TUGAS
[1] Sunting teks tentang pendidikan seks, mulai dari "Membantu anak didik" sampai "seks dan lain-lain.", lalu tulis ulang bagian itu dengan mengganti "memilih jodoh" menjadi "menentukan pasangan hidup".
[2] Apakah tiap pernyataan berikut sesuai dengan teks tentang pendidikan seks? Jawab ya atau tidak, dan sertakan kutipan persis dari teks yang menjadi penentunya. (a) Pendapat Abdullah Syarwani dalam teks dikutip oleh Sarlito Wirawan. (b) Salah satu contoh keputusan yang disebut dalam teks adalah memilih jodoh. (c) Teks mengatakan masyarakat harus mengarahkan naluri manusia ke keadaan yang ekstrim.

TEKS BACAAN

=======

Adalah menjadi tugas dan kewajiban utama bagi setiap masyarakat untuk
membelokan naluri manusia ini yang bersifat ekstrim, terlalu mementingkan
kenikmatan pribadi dan terlalu menjauhinya, kepada suatu keadaan keseimbangan
dan mengatur dengan batas-batas yang wajar, sejalan dengan tujuan-tujuan yang
akan dicapai dalam pendidikan seks ini.
Menurut Abdullah Syarwani yang dikutip oleh Sarlito Wirawan, (1981: 22)
pendidikan seks bertujuan:
1.
Memntuk pengertian tentang perbedaan seks antara pria dan wanita dalam
keluarga, pekerjaan dan seluruh kehidupan yang selalu berubah dan berbeda dalam
tiap masyarakat dan kebudayaan;
2.
Memberikan pengertian tentang peranan seks di dalam kehidupan keluarga
dan manusia, hubungan antara seks dan cinta, peranan seks dalam perkawinan dan
sebagainya;
3.
Mengembangkan pengertian diri sendiri sehubungan dengan fungsi dan
kebutuhan seks;
4.
Membantu anak didik untuk mengembangkan kepribadiannya sehingga mampu
mengambil keputusan yang bertanggung jawab, misalnya memilih jodoh, hidup
berkeluarga atau tidak, kesusilaan dalam seks dan lain-lain.

=======

ENTRI YANG DIBERIKAN

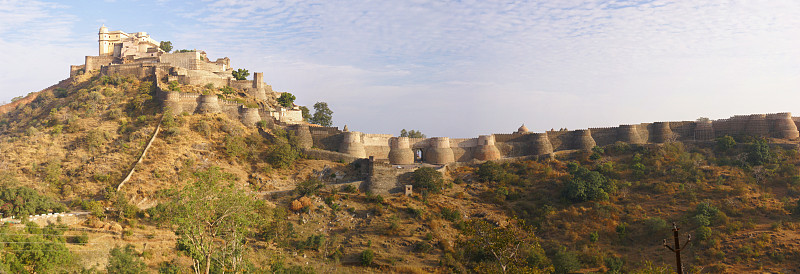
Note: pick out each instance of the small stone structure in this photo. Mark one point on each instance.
(486, 149)
(400, 152)
(439, 151)
(138, 55)
(351, 145)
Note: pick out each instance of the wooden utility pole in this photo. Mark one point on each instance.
(677, 249)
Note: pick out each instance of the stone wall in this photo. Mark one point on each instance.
(443, 150)
(95, 62)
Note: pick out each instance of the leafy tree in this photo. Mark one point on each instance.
(323, 115)
(38, 251)
(212, 218)
(367, 256)
(166, 46)
(503, 249)
(24, 201)
(411, 134)
(309, 187)
(286, 100)
(306, 113)
(586, 185)
(240, 74)
(427, 178)
(565, 261)
(125, 260)
(725, 143)
(759, 153)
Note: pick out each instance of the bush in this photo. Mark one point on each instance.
(587, 185)
(125, 260)
(309, 187)
(367, 256)
(565, 261)
(286, 100)
(81, 239)
(451, 214)
(429, 179)
(759, 153)
(725, 143)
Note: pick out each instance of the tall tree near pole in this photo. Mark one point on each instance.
(677, 249)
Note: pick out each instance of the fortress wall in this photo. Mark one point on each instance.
(230, 108)
(559, 139)
(683, 130)
(241, 84)
(509, 137)
(418, 142)
(187, 60)
(95, 62)
(644, 131)
(73, 70)
(605, 136)
(377, 145)
(212, 67)
(133, 70)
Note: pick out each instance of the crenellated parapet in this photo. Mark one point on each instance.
(400, 152)
(439, 151)
(629, 134)
(582, 140)
(486, 150)
(660, 132)
(443, 150)
(352, 145)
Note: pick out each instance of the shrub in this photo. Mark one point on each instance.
(309, 187)
(451, 214)
(759, 153)
(282, 155)
(125, 260)
(427, 178)
(703, 233)
(587, 185)
(81, 239)
(367, 256)
(286, 100)
(725, 143)
(565, 261)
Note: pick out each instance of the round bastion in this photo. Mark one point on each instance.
(487, 150)
(439, 152)
(351, 144)
(209, 104)
(400, 152)
(250, 116)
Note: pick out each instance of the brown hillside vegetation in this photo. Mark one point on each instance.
(264, 207)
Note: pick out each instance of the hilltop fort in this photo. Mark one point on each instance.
(139, 56)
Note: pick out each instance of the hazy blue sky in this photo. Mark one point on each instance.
(453, 68)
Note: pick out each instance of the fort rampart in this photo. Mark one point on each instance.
(442, 150)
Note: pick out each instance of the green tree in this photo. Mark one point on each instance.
(286, 100)
(725, 143)
(586, 185)
(411, 134)
(240, 74)
(166, 46)
(213, 218)
(306, 113)
(323, 115)
(505, 249)
(759, 153)
(427, 178)
(125, 260)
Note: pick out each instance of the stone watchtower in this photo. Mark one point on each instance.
(106, 47)
(486, 149)
(400, 151)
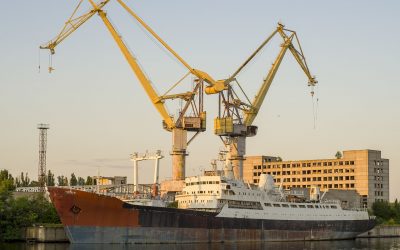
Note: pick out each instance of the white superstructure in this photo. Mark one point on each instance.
(235, 199)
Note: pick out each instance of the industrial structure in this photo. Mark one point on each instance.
(362, 170)
(192, 117)
(237, 113)
(135, 157)
(42, 154)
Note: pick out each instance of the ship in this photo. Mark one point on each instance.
(210, 208)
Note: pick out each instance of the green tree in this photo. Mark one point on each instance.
(23, 180)
(34, 184)
(6, 181)
(89, 180)
(73, 181)
(23, 212)
(50, 179)
(62, 180)
(81, 181)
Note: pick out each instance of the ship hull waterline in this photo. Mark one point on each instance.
(92, 218)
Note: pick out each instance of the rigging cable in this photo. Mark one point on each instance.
(39, 61)
(312, 99)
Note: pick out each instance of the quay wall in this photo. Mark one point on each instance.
(45, 234)
(382, 231)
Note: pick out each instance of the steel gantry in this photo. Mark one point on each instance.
(193, 99)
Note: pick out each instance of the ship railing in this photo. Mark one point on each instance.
(335, 202)
(356, 209)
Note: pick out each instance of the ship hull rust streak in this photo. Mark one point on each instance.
(92, 218)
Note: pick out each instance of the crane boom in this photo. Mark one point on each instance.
(200, 74)
(259, 99)
(238, 116)
(251, 114)
(144, 81)
(193, 120)
(71, 25)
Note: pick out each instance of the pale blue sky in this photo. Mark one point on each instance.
(99, 114)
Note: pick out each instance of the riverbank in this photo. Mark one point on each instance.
(382, 231)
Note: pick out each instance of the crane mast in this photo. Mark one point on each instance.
(235, 119)
(193, 99)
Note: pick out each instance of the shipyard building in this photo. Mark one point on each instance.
(364, 171)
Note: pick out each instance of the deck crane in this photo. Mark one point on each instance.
(236, 115)
(193, 100)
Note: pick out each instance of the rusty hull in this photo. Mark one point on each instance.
(92, 218)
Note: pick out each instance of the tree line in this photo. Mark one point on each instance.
(21, 212)
(23, 180)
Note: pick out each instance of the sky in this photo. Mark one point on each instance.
(99, 114)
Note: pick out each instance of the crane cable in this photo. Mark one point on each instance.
(39, 61)
(314, 106)
(50, 63)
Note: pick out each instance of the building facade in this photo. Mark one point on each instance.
(364, 171)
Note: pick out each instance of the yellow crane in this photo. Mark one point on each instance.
(236, 115)
(179, 126)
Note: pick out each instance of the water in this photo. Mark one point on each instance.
(374, 243)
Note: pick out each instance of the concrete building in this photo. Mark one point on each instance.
(116, 180)
(361, 170)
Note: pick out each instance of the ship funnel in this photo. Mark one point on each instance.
(266, 182)
(315, 193)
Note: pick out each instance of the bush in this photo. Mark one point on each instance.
(15, 214)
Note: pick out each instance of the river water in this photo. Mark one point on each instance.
(373, 243)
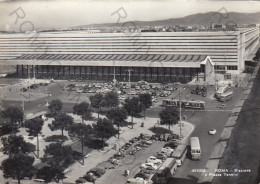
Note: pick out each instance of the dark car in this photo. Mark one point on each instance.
(148, 171)
(161, 156)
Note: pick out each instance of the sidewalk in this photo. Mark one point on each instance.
(96, 157)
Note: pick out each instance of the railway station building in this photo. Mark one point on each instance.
(150, 56)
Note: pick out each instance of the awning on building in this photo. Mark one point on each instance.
(251, 56)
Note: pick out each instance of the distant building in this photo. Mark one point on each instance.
(153, 56)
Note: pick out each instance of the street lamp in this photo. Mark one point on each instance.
(129, 79)
(180, 109)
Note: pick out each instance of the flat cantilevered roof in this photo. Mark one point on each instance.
(138, 60)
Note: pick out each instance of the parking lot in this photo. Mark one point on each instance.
(71, 92)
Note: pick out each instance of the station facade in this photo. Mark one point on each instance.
(150, 56)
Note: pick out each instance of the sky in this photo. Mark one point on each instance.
(59, 14)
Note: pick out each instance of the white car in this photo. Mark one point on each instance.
(212, 132)
(167, 151)
(149, 165)
(154, 160)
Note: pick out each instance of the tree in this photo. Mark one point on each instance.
(104, 129)
(118, 116)
(83, 109)
(55, 107)
(14, 144)
(61, 122)
(18, 166)
(80, 132)
(49, 173)
(97, 101)
(15, 114)
(58, 155)
(110, 99)
(34, 128)
(169, 116)
(133, 107)
(146, 101)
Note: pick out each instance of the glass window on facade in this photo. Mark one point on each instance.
(232, 67)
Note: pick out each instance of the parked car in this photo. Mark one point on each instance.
(149, 165)
(142, 175)
(222, 106)
(161, 156)
(148, 171)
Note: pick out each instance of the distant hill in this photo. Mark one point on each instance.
(195, 19)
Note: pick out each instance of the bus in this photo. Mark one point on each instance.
(166, 171)
(225, 96)
(184, 104)
(180, 154)
(221, 90)
(195, 148)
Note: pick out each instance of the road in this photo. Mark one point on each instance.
(203, 122)
(244, 148)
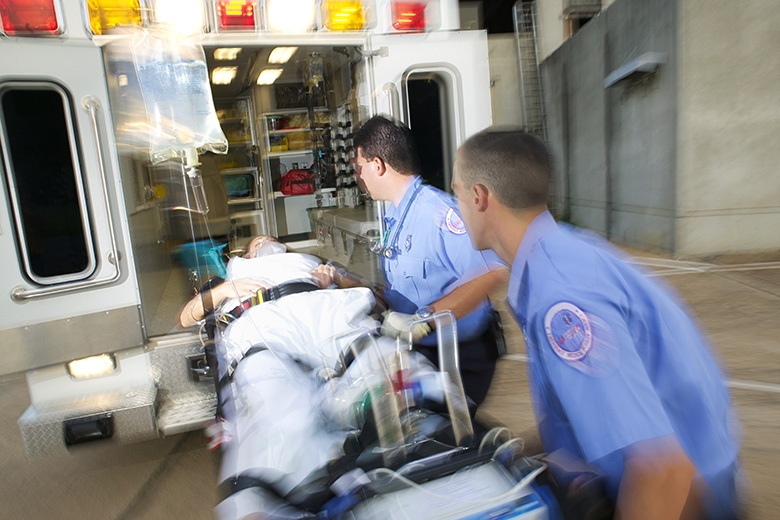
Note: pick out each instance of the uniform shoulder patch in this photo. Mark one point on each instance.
(454, 222)
(569, 331)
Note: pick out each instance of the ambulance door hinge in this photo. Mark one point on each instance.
(381, 52)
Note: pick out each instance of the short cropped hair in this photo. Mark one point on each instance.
(389, 140)
(513, 164)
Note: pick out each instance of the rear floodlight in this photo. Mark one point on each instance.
(236, 15)
(290, 16)
(223, 75)
(268, 76)
(105, 15)
(185, 16)
(409, 15)
(343, 15)
(281, 54)
(29, 18)
(227, 53)
(95, 366)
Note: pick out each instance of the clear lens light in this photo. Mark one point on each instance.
(186, 16)
(92, 366)
(227, 53)
(223, 75)
(291, 16)
(281, 54)
(268, 76)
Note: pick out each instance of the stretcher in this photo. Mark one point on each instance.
(322, 417)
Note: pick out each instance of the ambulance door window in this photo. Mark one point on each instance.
(43, 175)
(430, 107)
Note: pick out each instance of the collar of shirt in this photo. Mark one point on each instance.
(393, 210)
(540, 226)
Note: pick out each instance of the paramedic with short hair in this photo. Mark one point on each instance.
(621, 380)
(428, 261)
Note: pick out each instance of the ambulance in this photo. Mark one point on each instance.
(112, 214)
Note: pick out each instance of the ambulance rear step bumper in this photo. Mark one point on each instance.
(186, 412)
(125, 417)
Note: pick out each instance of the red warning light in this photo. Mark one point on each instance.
(409, 16)
(236, 14)
(29, 18)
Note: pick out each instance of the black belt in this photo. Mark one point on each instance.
(274, 293)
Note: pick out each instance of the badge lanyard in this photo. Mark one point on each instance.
(381, 248)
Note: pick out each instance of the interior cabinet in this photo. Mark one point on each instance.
(241, 177)
(291, 142)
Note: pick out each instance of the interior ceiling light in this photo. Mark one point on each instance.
(186, 16)
(227, 53)
(223, 75)
(268, 76)
(281, 54)
(291, 16)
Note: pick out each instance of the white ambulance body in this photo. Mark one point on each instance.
(102, 244)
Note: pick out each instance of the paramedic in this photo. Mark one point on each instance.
(243, 280)
(622, 381)
(428, 261)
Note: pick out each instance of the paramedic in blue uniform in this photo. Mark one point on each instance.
(428, 261)
(623, 383)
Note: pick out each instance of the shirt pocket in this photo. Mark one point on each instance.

=======

KUNCI JAWABAN
[1]
Membantu anak didik untuk mengembangkan kepribadiannya sehingga mampu
mengambil keputusan yang bertanggung jawab, misalnya menentukan pasangan hidup, hidup
berkeluarga atau tidak, kesusilaan dalam seks dan lain-lain.

[2]
(a) Ya: "Menurut Abdullah Syarwani yang dikutip oleh Sarlito Wirawan"
(b) Ya: "mengambil keputusan yang bertanggung jawab, misalnya memilih jodoh"
(c) Tidak: "membelokan naluri manusia ini yang bersifat ekstrim" ... "kepada suatu keadaan keseimbangan"